#### Selected text
Bacchus BG wrote:
> I look for BLEU rates of the following language pairs:
> English-Spanish and Spanish- English for "Google translate" and
> "Bablefish".
It would depend on the reference texts, wouldn't it? The questions is,
where can you find exact translations in EN-ES and ES-EN for free? The
Wikipedia versions are often not exact translations. But... at ProZ.com
and possibly other translator portals they offer users the ability to
put samples of translation up on their profiles. This may be a place to
mine exact translations, to be used as reference texts in BLEU analysis.
You could do similar analysis by aligning the reference translations
into TMs, then reverse the TMs, and then performing CAT translation on
the machine translation target text. This will not be a BLEU analysis
but it will be a non-programmer's solution to evaluating machine
translation in a way which is remotely similar to BLEU (since it would
result in a percentage count).

#### Task list
• 1. Answer these questions about the BLEU forum post:
(a) Which two translation services does the original poster want BLEU rates for?
(b) What problem does the reply see with the Wikipedia versions?
(c) What does the non-programmer's method produce in the end?
• 2. Extend the BLEU forum post with a few more sentences, picking up right after its last one.

#### Rows
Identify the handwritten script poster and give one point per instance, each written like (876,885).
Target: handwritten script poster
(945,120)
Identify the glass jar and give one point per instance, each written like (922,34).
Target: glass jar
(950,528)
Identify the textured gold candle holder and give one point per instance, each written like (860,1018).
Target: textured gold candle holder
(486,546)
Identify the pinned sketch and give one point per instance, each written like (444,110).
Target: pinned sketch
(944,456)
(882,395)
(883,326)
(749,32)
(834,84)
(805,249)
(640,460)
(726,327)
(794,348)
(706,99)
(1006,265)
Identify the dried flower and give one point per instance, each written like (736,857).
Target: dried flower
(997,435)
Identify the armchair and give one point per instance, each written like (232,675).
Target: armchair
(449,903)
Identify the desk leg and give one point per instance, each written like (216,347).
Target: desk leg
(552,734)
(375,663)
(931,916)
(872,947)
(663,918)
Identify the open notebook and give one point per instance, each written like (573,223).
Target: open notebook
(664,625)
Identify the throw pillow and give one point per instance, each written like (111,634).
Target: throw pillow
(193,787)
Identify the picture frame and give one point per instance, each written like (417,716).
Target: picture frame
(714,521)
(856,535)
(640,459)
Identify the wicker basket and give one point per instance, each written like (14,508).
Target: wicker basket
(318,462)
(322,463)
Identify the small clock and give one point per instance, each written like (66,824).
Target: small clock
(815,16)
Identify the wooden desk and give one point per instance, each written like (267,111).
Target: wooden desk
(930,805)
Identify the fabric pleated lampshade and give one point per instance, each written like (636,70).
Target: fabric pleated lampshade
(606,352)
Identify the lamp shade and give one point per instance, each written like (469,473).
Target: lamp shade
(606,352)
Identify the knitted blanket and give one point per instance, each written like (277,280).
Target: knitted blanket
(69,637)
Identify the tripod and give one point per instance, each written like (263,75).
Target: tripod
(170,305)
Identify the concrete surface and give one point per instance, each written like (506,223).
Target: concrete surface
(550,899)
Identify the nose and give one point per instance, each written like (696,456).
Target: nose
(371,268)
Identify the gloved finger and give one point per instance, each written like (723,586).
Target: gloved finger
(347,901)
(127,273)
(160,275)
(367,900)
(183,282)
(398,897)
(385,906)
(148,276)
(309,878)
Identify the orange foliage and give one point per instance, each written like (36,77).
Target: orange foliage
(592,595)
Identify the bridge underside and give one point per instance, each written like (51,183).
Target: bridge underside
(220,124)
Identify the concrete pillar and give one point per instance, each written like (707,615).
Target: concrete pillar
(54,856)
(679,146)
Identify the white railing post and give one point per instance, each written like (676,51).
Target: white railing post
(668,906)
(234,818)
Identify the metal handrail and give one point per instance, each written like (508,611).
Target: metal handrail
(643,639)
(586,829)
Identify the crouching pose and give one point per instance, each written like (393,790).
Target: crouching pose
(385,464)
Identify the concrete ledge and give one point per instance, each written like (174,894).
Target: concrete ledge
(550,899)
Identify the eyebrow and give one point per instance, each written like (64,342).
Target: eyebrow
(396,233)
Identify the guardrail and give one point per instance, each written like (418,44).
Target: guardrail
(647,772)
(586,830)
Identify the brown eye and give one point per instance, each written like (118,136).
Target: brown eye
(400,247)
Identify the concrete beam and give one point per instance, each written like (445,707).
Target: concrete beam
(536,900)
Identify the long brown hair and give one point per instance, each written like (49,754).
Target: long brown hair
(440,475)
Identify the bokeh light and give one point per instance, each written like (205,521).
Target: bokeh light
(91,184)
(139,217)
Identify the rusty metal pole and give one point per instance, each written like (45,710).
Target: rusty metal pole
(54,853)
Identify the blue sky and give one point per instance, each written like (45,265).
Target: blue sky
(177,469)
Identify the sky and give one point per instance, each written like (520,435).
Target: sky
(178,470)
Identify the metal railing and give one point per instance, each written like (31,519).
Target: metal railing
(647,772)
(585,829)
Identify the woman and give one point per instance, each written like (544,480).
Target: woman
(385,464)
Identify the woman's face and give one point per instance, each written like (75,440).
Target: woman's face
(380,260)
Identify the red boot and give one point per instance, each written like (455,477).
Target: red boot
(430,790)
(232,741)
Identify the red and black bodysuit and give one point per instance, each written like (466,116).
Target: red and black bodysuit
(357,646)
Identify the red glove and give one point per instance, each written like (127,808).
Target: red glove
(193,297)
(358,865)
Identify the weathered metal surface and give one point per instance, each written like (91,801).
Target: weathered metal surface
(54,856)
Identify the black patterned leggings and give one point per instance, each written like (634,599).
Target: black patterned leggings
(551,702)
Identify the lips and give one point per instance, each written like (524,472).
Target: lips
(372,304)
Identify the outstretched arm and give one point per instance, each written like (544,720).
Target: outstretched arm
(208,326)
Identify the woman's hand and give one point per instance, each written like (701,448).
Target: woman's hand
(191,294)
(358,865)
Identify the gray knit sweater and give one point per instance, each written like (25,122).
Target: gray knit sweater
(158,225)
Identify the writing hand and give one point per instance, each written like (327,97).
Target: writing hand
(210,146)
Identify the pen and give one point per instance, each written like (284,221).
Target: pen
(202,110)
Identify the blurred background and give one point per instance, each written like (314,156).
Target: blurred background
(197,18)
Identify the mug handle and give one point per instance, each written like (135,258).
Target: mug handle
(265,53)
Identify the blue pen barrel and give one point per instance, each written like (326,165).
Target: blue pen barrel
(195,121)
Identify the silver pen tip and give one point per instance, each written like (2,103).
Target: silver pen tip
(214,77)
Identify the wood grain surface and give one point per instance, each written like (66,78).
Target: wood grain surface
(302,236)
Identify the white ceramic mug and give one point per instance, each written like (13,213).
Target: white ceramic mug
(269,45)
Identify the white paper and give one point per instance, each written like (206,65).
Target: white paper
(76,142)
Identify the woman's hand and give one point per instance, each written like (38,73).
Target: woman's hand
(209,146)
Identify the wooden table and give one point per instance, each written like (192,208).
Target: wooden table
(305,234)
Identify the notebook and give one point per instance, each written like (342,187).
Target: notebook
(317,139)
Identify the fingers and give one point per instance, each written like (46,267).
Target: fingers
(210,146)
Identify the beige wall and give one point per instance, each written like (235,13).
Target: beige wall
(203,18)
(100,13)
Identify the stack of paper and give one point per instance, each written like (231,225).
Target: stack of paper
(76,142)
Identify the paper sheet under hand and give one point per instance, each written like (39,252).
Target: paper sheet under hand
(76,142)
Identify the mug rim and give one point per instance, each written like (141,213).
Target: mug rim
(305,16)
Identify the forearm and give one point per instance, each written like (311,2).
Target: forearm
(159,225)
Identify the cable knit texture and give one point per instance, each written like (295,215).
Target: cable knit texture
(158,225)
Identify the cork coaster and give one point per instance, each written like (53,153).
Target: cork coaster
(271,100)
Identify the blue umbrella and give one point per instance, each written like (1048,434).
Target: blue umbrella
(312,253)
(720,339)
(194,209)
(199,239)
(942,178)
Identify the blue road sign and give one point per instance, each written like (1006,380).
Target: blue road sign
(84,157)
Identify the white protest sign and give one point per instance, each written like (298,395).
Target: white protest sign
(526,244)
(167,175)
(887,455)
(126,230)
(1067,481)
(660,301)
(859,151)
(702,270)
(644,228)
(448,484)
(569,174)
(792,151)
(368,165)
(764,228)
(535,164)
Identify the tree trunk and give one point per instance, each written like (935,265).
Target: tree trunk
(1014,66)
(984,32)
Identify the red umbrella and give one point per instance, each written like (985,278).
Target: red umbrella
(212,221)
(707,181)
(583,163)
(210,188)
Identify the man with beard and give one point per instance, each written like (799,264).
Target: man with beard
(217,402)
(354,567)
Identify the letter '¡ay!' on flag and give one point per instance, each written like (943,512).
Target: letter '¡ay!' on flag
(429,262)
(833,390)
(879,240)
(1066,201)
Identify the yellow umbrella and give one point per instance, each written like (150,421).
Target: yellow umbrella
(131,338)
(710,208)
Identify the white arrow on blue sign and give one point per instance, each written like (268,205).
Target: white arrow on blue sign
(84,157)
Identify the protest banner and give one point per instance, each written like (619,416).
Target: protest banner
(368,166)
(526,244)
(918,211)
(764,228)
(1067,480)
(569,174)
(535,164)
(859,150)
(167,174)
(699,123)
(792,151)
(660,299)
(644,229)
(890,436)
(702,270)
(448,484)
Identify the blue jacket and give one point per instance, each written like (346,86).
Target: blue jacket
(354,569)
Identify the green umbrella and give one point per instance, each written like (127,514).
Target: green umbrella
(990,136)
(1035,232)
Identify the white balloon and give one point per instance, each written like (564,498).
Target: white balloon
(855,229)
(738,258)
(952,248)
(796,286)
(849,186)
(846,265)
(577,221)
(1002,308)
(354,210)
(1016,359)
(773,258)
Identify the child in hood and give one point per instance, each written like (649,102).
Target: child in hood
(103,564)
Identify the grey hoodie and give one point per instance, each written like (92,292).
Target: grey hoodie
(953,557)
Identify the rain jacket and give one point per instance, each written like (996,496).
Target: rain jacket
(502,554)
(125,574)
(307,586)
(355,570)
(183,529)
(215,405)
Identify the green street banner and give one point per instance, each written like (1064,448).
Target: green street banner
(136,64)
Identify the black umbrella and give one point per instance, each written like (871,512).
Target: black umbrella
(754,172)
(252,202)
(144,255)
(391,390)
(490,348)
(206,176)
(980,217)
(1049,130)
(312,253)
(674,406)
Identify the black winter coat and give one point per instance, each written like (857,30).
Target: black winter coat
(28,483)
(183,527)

#### Answers to the exercises
• 1.
(a) "Google translate" and "Bablefish."
(b) They are often not exact translations.
(c) A percentage count.

• 2.
In a translated Wordfast document, the match percentages are contained
in the document itself, so it would be possible to do lots of text in a
short time. In OmegaT, you can set a minimum match threshold for
automatic match insertion, but if you want to note individual match
percentages, you'd have to sit there and watch the screen in real time.
Some Gettext tools offer fuzzy translation with a customisable match
percentage, so you could run such an operation several times with
different fuzzy thresholds and count the files using pocount to see the
overall percentages for large numbers of files.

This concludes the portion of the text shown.